PROVIDED PASSAGE ::
────────
In rpkgs/JOPSbook: P-Spline
Figure 4.9
# Tensor product P-spline fit and extrapolation (Ethanol data)
# A graph in the book 'Practical Smoothing. The Joys of P-splines'
# Paul Eilers and Brian Marx, 2019
library(SemiPar)
library(fields)
library(JOPS)
# simulate data
m = 200
set.seed(2017)
x = 2 * (runif(m) - 0.5)
y = 2 * (runif(m) - 0.5)
z = exp(-x^2 - y^2)^2 + rnorm(m) * 0.1
sel = x > -0 | y > -0
m = length(x)
# Set parameters for domain
xlo <- -1
xhi <- 1
ylo <- -1
yhi <- 1
# Set P-spline parameters, fit and compute surface
xseg <- 10
xdeg <- 3
xpars <- c(xlo, xhi, xseg, xdeg)
yseg <- 20
ydeg <- 3
ypars <- c(ylo, yhi, yseg, ydeg)
# Compute basis
Bx = bbase(x, xpars[1], xpars[2], xpars[3], xpars[4])
By = bbase(y, ypars[1], ypars[2], ypars[3], ypars[4])
nx = ncol(Bx)
ny = ncol(By)
# Compute tensor products
B1 <- kronecker(t(rep(1, ny)), Bx)
B2 <- kronecker(By, t(rep(1, nx)))
B <- B1 * B2
# B = as.spam(B * (abs(B) > 1e-5))
n = ncol(B)
BtB = t(B) %*% B
Btz = t(B) %*% z
# Compute penalty matrices
Dx = diff(diag(nx), diff = 2)
Dy = diff(diag(ny), diff = 2)
delta = 1e-10
Px = kronecker(diag(ny), t(Dx) %*% Dx)
Py = kronecker(t(Dy) %*% Dy, diag(nx))
E = diag(n)
lambda1 = lambda2 = 1
a = solve(BtB + lambda1 * Px + lambda2 * Py, Btz)
zhat = B %*% a
# Compute grid for predicted surface
nu <- 50
nv <- 50
u <- seq(xlo, xhi, length = nu)
v <- seq(ylo, yhi, length = nv)
Bgx = bbase(u, xpars[1], xpars[2], xpars[3], xpars[4])
Bgy = bbase(v, ypars[1], ypars[2], ypars[3], ypars[4])
A = matrix(a, nx, ny)
Fit = Bgx %*% A %*% t(Bgy)
par(mfcol = c(1, 2), mar = c(3, 3, 2, 1), mgp = c(1.6, 0.8, 0))
# Plot result and data
cols = c("blue", "red")[(z > zhat) + 1]
pchs = c("+", "-")[(z > zhat) + 1]
image.plot(u, v, Fit, col = terrain.colors(100), xlab = "", ylab = "",
horizontal = T, legend.width = 0.7, cex = 0.8, legend.cex = 0.7,
cex.axis = 0.8)
────────
[Stored dataset items]
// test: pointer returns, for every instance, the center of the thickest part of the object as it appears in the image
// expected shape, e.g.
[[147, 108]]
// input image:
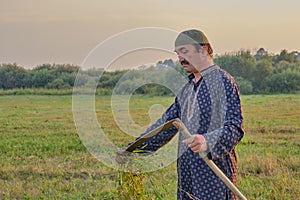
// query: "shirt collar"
[[204, 72]]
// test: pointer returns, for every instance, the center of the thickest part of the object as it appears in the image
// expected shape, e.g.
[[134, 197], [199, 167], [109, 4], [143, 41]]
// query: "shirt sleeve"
[[221, 141], [164, 137]]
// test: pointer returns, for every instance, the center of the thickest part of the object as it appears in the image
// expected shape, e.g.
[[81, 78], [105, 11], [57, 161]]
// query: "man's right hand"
[[122, 156]]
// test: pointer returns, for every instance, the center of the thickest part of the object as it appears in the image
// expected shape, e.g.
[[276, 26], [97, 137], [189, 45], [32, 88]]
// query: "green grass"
[[42, 157]]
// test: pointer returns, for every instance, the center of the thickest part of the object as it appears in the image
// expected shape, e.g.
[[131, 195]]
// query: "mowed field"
[[42, 156]]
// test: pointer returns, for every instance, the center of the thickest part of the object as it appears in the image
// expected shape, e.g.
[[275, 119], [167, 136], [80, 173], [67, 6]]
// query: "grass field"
[[42, 157]]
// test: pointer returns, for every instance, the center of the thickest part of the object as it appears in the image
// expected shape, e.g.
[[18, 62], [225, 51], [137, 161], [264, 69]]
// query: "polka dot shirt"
[[210, 107]]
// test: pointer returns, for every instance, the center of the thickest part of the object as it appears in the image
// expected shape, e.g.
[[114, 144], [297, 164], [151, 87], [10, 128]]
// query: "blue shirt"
[[210, 107]]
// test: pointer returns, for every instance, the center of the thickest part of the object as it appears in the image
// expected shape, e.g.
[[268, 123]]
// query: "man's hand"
[[197, 143], [122, 156]]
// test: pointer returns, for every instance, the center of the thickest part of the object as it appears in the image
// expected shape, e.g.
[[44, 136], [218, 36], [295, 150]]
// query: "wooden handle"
[[182, 129]]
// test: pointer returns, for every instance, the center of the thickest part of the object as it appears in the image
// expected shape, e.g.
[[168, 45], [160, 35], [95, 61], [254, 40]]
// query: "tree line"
[[261, 73]]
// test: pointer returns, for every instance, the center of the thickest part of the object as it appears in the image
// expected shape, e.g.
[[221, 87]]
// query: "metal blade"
[[149, 135]]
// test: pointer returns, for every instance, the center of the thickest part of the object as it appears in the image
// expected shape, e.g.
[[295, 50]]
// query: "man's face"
[[189, 57]]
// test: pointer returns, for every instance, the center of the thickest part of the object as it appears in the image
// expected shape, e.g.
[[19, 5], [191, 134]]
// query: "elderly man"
[[209, 106]]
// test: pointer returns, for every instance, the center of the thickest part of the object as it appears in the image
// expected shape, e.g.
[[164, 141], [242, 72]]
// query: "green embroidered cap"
[[191, 37]]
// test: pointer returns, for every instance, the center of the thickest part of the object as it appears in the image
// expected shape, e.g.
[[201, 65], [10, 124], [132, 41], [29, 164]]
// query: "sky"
[[35, 32]]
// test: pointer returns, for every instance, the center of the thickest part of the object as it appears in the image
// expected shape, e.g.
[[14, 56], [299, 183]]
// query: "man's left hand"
[[197, 143]]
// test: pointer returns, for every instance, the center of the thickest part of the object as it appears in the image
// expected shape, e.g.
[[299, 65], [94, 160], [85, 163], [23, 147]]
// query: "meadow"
[[42, 156]]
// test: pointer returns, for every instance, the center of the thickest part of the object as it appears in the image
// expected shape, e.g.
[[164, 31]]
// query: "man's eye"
[[184, 52]]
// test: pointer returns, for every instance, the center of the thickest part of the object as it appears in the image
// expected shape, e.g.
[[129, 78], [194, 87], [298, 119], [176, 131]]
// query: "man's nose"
[[180, 58]]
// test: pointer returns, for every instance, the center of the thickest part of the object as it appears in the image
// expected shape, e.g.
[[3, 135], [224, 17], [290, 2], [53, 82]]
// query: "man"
[[209, 106]]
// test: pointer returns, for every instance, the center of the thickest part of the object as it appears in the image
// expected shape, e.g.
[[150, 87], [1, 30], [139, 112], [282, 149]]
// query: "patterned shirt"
[[210, 107]]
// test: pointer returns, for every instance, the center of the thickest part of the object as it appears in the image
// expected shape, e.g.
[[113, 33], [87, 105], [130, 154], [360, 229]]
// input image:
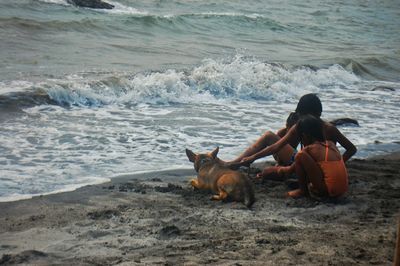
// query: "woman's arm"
[[290, 136], [338, 137]]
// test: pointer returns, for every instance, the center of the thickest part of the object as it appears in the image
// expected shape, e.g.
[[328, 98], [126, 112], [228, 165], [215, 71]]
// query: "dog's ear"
[[215, 152], [191, 155]]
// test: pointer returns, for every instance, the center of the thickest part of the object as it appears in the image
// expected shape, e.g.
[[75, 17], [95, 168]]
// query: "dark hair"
[[292, 119], [309, 104], [311, 126]]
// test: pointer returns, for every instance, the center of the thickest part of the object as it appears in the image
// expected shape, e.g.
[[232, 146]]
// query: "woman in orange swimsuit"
[[319, 165]]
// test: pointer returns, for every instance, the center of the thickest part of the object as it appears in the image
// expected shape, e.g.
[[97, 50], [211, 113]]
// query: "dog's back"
[[222, 180], [237, 185]]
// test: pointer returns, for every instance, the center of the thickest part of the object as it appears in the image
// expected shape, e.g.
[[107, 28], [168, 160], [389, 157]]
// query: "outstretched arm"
[[290, 136], [344, 142]]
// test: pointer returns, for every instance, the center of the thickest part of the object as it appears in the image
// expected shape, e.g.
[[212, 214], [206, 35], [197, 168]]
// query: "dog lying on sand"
[[227, 183]]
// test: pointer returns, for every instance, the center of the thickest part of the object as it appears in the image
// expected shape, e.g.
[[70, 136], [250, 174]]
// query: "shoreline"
[[156, 218]]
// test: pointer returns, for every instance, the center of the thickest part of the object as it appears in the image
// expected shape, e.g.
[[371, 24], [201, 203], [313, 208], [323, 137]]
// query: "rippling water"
[[89, 94]]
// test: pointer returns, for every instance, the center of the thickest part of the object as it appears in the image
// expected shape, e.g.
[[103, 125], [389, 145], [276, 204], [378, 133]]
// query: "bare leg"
[[267, 139], [308, 171]]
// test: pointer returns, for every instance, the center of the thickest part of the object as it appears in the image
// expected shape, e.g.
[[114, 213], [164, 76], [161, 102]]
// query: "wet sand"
[[156, 218]]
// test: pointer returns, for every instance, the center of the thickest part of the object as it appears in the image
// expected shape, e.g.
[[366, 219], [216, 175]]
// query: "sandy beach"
[[156, 218]]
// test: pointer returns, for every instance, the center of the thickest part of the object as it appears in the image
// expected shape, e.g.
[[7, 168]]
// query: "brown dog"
[[227, 183]]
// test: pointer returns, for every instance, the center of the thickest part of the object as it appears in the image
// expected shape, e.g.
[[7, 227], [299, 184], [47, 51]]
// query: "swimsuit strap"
[[326, 151]]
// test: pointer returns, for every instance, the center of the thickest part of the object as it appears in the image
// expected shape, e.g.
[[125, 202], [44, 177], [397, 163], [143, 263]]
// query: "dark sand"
[[157, 218]]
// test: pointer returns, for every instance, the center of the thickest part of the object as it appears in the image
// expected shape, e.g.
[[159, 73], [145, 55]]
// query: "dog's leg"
[[221, 196]]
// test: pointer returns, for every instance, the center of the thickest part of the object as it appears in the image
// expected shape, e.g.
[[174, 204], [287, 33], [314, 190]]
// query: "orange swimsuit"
[[335, 175]]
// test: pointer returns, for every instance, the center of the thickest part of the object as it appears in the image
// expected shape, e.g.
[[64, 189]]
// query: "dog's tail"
[[249, 197]]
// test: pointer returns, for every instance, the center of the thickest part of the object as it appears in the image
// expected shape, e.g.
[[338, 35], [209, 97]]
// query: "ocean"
[[87, 95]]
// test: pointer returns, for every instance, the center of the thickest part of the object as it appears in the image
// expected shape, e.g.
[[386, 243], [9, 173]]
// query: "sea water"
[[88, 94]]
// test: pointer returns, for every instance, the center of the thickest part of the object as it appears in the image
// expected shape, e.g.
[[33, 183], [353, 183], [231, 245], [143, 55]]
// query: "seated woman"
[[319, 165]]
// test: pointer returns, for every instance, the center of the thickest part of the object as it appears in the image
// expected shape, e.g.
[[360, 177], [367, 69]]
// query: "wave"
[[240, 78]]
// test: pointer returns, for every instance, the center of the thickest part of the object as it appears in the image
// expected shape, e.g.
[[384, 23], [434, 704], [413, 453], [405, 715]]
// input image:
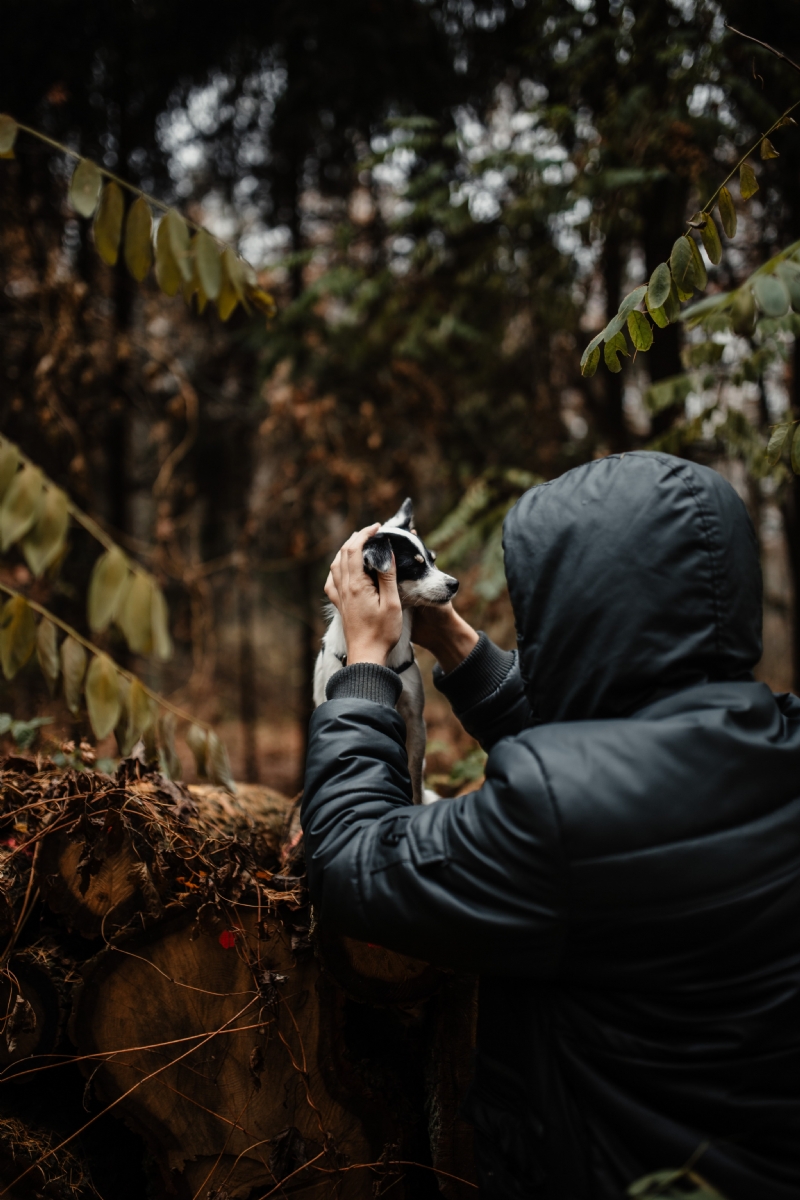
────────
PROBLEMS TO WORK ON ::
1 - Answer these questions about the P-spline code:
(a) What value is passed to set.seed?
(b) How many segments are set for the x direction and for the y direction?
(c) How many points does the grid for the predicted surface use along u?
2 - Pull out every line of the records that contains the string "swimsuit". Case counts.

CORRECT ANSWERS ::
1 -
(a) 2017
(b) 10 for x (xseg) and 20 for y (yseg)
(c) 50 (nu)

2 -
// query: "woman in orange swimsuit"
// query: "swimsuit strap"
// query: "orange swimsuit"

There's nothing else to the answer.